### [DOCUMENT TEXT]
Materials and Methods

Histopathological Breast Cancer Classification Using a Hybrid Swin Transformer and ConvNeXt Architecture

Journal: Journal of Artificial Intelligence with Applications, 2025, 1, 18-25

ISSN: 2757-5500

Methodology

Dataset

The open-access BreaKHis (Breast Cancer Histopathological Image Classification) dataset (Spanhol et al., 2016) was utilized, consisting of 7,909 histopathological images stained with hematoxylin and eosin (H&E) collected from 82 patients across four magnification levels (40X, 100X, 200X, 400X). Images were stored in PNG format with 700×460 pixel dimensions in RGB color space and rescaled to 224×224 pixels for model compatibility.

Preprocessing: Binary classification employed normalization parameters of mean 0.5 and standard deviation 0.5 for each color channel.

Hybrid Model Architecture

A hybrid deep learning model was developed by combining Swin Transformer and ConvNeXt architectures to leverage their complementary strengths. ConvNeXt, a modernized CNN architecture, integrates Transformer elements including depthwise convolution, layer normalization, and large kernel structures with residual connections, 7×7 convolutional layers, LayerNorm, and GELU activations for capturing spatial dependencies through parameterized convolutional filters.

Swin Transformer addresses Vision Transformer scalability limitations through Window-based Multi-head Self-Attention (W-MSA), achieving linear computational complexity via the Shifted Window technique that enables information exchange between neighboring windows while learning both local and global contextual representations.

ConvNeXt Block Structure

Y = LN (X + DWConv (GELU(Conv_1×1(X))))

The underlying mathematical structure applies weighted convolutions to multi-channel input data, followed by nonlinear activations, where LN denotes Layer Normalization, DWConv is Depthwise Convolution, and GELU is the Gaussian Error Linear Unit activation function.

### [REQUIREMENT]
Resume the methods text on breast cancer image classification, picking up right after its last sentence. You can set the material aside, since none of it is needed here.

### [RECORDS]

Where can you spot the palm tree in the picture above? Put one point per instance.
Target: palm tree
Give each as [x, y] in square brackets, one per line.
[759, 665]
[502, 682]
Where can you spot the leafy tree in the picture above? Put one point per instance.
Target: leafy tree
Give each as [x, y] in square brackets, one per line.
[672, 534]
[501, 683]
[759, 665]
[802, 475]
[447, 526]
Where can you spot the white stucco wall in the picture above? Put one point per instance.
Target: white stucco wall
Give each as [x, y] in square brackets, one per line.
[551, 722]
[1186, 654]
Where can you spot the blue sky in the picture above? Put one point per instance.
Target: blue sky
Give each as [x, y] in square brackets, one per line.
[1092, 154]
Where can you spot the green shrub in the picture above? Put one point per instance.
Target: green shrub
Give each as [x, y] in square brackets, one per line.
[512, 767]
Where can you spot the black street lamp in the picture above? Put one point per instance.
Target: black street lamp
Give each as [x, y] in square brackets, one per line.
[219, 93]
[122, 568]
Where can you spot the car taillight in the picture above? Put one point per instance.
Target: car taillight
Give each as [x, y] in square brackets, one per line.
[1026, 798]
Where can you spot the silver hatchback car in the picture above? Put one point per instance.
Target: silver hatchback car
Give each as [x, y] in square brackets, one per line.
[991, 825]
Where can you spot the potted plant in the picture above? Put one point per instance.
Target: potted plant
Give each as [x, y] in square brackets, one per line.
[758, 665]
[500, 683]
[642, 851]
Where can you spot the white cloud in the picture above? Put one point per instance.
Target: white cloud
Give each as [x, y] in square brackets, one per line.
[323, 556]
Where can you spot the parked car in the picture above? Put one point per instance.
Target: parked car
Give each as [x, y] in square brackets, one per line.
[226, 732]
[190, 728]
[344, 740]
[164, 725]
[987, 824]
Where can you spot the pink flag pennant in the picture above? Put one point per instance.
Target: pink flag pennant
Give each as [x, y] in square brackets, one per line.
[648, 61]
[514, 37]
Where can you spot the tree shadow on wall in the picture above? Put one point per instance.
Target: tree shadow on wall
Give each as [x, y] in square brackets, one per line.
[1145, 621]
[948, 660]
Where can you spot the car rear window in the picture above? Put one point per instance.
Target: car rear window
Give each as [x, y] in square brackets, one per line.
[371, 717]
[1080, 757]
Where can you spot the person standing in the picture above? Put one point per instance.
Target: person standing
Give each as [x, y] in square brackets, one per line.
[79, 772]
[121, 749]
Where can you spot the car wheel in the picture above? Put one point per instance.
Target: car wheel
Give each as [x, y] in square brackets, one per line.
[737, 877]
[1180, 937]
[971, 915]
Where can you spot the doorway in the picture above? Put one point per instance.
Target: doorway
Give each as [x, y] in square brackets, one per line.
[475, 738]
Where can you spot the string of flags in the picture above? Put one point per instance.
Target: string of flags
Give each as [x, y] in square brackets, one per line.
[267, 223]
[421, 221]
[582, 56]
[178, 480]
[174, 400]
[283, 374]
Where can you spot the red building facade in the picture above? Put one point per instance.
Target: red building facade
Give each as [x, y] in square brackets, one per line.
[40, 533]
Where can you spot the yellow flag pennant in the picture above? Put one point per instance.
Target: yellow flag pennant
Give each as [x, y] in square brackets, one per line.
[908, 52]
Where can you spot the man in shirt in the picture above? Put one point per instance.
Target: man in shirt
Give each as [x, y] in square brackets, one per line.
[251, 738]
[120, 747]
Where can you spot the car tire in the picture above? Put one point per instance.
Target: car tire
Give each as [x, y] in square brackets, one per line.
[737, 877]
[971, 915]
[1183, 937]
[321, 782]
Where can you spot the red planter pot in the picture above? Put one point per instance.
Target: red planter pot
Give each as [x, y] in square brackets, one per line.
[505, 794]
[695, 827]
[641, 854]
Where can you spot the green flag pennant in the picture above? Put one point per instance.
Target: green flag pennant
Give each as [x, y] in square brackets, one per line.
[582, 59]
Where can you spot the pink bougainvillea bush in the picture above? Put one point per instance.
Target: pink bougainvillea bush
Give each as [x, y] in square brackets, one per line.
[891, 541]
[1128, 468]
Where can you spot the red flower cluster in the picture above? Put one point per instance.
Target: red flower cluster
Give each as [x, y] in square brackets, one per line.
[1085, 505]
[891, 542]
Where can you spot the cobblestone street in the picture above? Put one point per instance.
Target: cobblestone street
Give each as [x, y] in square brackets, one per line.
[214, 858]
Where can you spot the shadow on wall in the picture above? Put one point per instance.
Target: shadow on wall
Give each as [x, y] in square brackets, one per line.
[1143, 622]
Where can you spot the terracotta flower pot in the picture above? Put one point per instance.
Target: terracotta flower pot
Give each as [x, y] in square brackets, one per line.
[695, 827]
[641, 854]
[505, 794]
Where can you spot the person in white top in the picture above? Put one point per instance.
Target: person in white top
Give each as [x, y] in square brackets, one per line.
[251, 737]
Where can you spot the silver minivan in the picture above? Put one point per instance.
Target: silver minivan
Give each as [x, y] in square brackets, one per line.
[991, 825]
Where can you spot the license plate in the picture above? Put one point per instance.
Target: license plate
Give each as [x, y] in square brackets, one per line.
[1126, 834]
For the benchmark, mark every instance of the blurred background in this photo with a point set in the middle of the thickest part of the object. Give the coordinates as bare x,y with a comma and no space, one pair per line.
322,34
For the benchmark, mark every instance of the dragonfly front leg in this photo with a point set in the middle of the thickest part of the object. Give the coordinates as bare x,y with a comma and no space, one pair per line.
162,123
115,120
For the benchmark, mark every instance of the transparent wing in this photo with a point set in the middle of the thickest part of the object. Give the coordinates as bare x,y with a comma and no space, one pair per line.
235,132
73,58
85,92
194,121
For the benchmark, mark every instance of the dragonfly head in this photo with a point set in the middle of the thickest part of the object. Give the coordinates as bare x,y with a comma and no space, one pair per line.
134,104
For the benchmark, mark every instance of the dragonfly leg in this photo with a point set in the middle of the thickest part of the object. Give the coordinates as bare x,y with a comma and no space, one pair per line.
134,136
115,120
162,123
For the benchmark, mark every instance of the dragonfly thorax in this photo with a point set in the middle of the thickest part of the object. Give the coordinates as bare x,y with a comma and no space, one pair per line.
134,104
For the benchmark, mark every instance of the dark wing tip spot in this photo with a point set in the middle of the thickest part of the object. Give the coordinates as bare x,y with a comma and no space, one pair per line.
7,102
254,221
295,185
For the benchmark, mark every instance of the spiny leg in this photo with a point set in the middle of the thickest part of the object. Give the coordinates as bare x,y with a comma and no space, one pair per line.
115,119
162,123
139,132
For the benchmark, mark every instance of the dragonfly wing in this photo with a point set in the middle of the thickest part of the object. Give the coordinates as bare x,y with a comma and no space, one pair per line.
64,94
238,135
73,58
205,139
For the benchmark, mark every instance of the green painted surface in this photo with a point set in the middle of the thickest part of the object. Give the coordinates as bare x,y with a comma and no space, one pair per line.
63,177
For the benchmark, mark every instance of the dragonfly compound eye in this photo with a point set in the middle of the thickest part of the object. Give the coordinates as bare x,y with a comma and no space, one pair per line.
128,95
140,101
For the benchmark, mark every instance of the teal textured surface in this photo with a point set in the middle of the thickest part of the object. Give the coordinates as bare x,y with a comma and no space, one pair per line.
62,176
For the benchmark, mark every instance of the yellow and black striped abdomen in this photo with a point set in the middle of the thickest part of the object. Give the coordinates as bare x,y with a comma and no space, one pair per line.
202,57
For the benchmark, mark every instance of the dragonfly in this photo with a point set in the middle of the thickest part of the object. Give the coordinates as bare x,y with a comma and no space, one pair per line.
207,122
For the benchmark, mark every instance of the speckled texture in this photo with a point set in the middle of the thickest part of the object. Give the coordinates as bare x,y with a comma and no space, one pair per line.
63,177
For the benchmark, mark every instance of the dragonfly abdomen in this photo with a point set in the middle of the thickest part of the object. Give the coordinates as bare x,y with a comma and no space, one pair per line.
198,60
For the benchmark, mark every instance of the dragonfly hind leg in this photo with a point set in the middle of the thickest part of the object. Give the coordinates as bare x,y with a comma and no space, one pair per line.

### [WRITTEN RESPONSE]
Window-based Multi-head Self-Attention (W-MSA)

W-MSA(Z) = Concat(head₁, …, head_H) · W_O

The window-based attention mechanism operates by computing weighted contributions based on the similarity between query, key, and value vectors of each patch, where H represents the number of attention heads.

Cross-Entropy Loss Function

ℒ = −[y · log(ŷ) + (1 − y) · log(1 − ŷ)]

This function minimizes the discrepancy between the predicted class distribution (ŷ) and the true labels (y) for binary classification, where y represents the true class label (0 or 1).

Step Decay Learning Rate Scheduler

η_t = η₀ × γ^⌊t/k⌋

This scheduling method reduces the learning rate by a factor of γ after every k epochs, where η₀ is the initial learning rate and η_t represents the learning rate at epoch t.

Performance Evaluation

The performance of the proposed hybrid model was evaluated for binary classification using standard evaluation metrics including accuracy, precision, recall, and F1-score (Equations 5, 6, 7, and 8). The model demonstrated exceptional performance in distinguishing benign from malignant breast tumors.

Accuracy

Accuracy = (TP + TN) / (TP + TN + FP + FN)

Precision

Precision = TP / (TP + FP)

Recall

Recall = TP / (TP + FN)

F1-Score

F1 = (2 × Precision × Recall) / (Precision + Recall)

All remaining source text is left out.